Given text>
---+---

A object of the jrt class (created by the function jrt).

judge

A numerical to indicate which judge to plot. Be careful : If a (Generalized) Rating Scale Model was used, then judges may have been removed for the model to be fitted. Provide "all" to get the information plot for all judges.

type

A character to indicate what to plot on the y axis, "information" for Information, "reliability" for Reliability, or "SE" for standard errors. Alternatively, use "infose" (or ise) to plot information and standard error of measurement in the same plot. Use "inforxx" (or ir) to plot information and reliability in the same plot.

title

A character title for the plot. By default it is created automatically based on the judge number.

column.names

A character to indicate how a judge should be called (Defaults to "auto", which uses what was set in the estimation function jrt, whose default is "judge", but you may use "Rater", "Expert", etc.). This is used to create automatic titles.

theta.span

A numeric indicating the maximum θ\theta. The minimum is automatically adjusted to -theta.span.

y.limits

A numeric vector to manually adjust the minimum and maximum of the y axis (may notably be useful if using reliability). Set to NULL (default) to automatically set with ggplot2.

y.line

A numeric to add a (dashed) horizontal line on the plot at the y value indicated (for example for a threshold of acceptable reliability). Defaults to NULL, which does not plot the line. Note that the y level is in reference to the primary axis, if there are two y axes.

---+---

Objectives>
**a.** In the parameter documentation, what value should be provided to get the information plot for all judges?
**b.** In the parameter documentation, swap "judges" for "raters" in the passage between "A numerical to" and "for all judges.", inclusive, and write out the resulting passage.
Answer using only the parameter documentation above.

Records in a dataset
---+---

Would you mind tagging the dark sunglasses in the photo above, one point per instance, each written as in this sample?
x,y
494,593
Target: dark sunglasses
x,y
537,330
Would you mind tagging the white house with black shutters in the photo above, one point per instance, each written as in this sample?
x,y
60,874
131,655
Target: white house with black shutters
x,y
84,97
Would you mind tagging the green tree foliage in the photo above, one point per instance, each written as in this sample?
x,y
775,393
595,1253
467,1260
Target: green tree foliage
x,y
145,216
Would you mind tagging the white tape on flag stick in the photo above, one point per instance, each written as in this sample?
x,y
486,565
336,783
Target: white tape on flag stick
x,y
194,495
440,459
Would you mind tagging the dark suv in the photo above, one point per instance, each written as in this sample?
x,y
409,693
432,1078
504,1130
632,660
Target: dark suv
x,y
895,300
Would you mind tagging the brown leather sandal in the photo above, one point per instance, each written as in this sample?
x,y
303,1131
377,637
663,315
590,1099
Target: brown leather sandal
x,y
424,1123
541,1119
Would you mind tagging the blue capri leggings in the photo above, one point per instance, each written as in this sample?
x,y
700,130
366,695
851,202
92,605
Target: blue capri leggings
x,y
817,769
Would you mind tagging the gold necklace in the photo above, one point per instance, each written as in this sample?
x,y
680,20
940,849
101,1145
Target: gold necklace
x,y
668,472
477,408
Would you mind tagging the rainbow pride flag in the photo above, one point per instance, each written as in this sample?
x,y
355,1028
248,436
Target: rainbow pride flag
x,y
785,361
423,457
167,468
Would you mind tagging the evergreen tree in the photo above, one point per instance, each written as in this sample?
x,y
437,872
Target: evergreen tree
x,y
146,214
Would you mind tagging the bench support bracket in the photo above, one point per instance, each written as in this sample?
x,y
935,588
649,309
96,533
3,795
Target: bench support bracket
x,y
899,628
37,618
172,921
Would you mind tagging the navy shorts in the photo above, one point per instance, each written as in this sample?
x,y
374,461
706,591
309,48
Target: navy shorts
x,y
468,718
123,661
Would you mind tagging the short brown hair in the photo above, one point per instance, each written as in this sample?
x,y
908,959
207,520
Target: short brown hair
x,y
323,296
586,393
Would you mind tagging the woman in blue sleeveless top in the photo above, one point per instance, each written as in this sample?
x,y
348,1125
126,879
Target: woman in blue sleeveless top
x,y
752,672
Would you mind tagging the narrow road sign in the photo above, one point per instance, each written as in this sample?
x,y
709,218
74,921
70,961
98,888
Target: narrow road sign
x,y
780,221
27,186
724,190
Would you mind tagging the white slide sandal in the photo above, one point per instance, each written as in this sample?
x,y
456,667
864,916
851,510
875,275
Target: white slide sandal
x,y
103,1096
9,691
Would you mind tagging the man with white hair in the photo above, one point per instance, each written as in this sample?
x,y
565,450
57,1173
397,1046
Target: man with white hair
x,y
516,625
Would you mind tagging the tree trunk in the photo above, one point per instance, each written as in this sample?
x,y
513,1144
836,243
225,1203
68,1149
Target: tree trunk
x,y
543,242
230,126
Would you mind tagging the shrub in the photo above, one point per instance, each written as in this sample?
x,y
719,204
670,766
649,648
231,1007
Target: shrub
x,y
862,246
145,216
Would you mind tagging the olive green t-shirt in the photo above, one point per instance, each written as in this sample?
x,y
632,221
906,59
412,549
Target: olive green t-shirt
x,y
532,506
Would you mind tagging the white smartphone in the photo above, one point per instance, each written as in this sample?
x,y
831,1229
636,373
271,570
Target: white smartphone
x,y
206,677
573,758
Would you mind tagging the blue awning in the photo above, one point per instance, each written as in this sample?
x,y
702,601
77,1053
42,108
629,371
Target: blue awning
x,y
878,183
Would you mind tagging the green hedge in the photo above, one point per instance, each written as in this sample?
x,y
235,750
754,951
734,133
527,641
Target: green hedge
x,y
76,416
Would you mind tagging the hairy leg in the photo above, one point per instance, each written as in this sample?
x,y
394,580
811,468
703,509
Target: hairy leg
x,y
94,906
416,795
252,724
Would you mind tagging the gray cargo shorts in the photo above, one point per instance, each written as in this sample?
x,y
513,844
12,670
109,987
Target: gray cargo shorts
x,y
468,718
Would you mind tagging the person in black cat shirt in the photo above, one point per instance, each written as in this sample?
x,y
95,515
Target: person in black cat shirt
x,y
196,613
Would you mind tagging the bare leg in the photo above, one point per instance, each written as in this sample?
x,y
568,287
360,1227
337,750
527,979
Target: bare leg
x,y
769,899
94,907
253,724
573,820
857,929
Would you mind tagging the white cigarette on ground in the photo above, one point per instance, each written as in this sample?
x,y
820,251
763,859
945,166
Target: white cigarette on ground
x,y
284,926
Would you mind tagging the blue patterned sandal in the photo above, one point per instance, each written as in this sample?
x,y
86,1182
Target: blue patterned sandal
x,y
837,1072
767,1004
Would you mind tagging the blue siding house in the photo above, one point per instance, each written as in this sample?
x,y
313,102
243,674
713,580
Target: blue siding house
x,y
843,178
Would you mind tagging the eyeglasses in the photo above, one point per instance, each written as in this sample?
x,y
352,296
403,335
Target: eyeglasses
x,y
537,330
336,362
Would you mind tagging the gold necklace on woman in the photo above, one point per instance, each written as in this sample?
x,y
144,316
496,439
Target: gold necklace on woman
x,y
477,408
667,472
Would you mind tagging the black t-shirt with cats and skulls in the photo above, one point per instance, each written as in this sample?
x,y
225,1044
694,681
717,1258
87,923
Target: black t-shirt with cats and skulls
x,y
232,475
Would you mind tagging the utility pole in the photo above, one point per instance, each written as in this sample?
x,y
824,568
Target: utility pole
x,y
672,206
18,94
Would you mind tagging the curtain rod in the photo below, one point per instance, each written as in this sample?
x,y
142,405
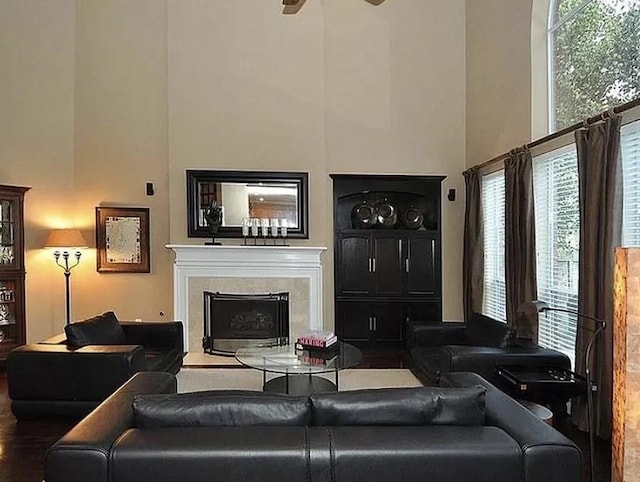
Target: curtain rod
x,y
616,110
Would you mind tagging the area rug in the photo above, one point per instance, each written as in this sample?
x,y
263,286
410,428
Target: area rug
x,y
197,379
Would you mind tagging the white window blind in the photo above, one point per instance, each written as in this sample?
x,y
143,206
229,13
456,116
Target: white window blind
x,y
492,198
555,181
630,152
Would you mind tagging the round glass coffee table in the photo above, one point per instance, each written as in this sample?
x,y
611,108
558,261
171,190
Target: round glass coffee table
x,y
299,369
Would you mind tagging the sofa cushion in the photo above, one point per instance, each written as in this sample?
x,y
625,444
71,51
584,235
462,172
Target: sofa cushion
x,y
220,408
103,329
400,406
484,331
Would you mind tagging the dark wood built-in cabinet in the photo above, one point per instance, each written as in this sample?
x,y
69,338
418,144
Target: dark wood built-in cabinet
x,y
387,256
12,293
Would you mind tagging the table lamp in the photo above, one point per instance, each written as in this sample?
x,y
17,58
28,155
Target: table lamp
x,y
65,240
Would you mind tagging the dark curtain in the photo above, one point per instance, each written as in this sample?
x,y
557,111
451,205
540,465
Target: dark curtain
x,y
473,250
520,243
600,180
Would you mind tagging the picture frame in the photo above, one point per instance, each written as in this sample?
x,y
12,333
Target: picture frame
x,y
122,240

---+---

Solutions>
**a.** "all"

**b.**
A numerical to indicate which judge to plot. Be careful : If a (Generalized) Rating Scale Model was used, then raters may have been removed for the model to be fitted. Provide "all" to get the information plot for all raters.